▶ _Description of the task_
Please set down everything from the line containing "POST /point" down to the last of the lines below, word for word and without the pictures.

[Start]

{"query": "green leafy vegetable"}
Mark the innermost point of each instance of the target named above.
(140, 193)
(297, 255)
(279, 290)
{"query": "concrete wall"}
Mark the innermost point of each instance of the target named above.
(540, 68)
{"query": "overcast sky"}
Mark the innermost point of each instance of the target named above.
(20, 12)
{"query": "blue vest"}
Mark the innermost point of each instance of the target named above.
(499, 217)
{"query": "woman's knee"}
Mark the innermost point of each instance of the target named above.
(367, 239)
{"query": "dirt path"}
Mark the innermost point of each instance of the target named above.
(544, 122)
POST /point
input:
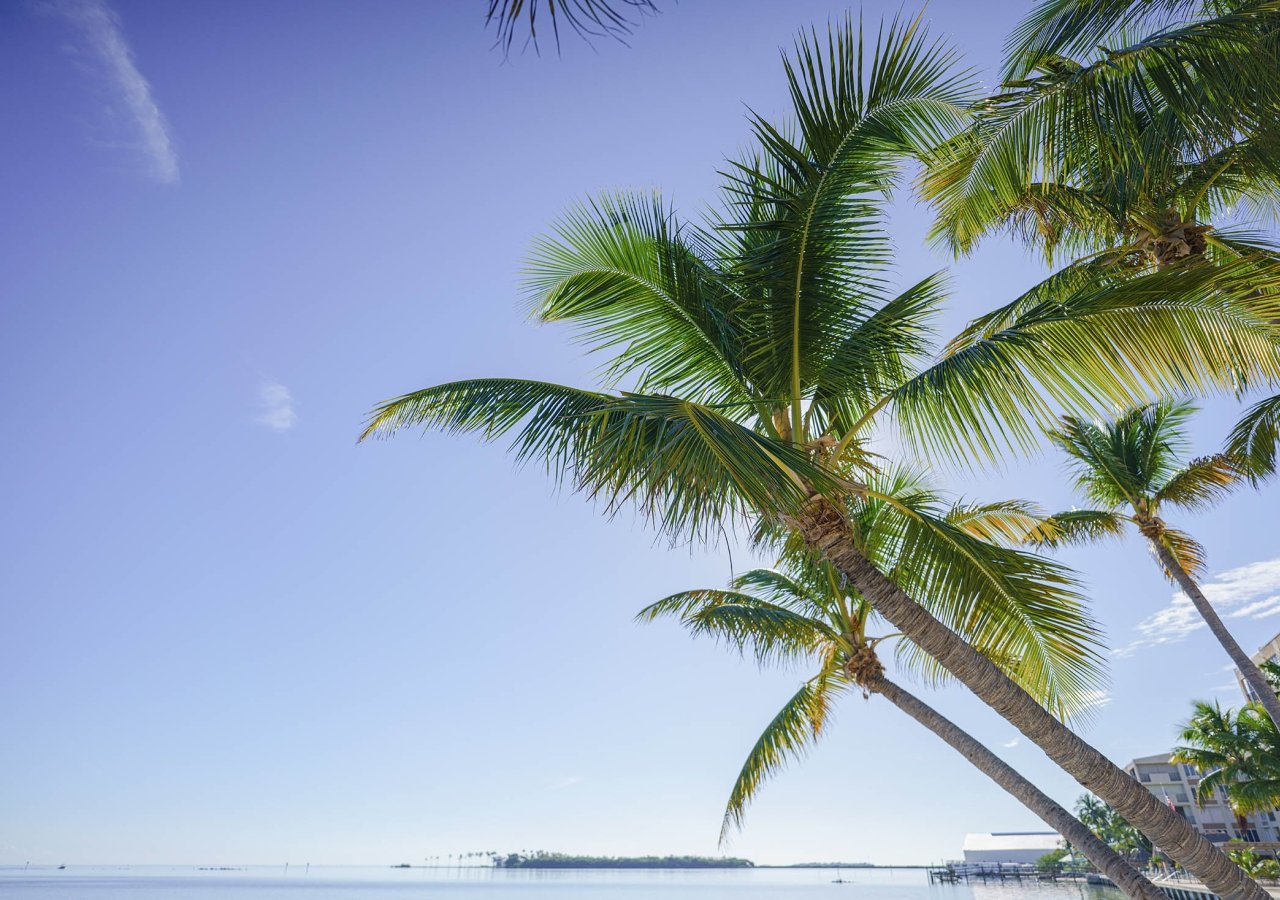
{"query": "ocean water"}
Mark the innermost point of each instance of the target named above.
(330, 882)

[End]

▶ _In response_
POST /point
input:
{"query": "ocean water"}
Mark the innermost point of each instance of the target named above.
(330, 882)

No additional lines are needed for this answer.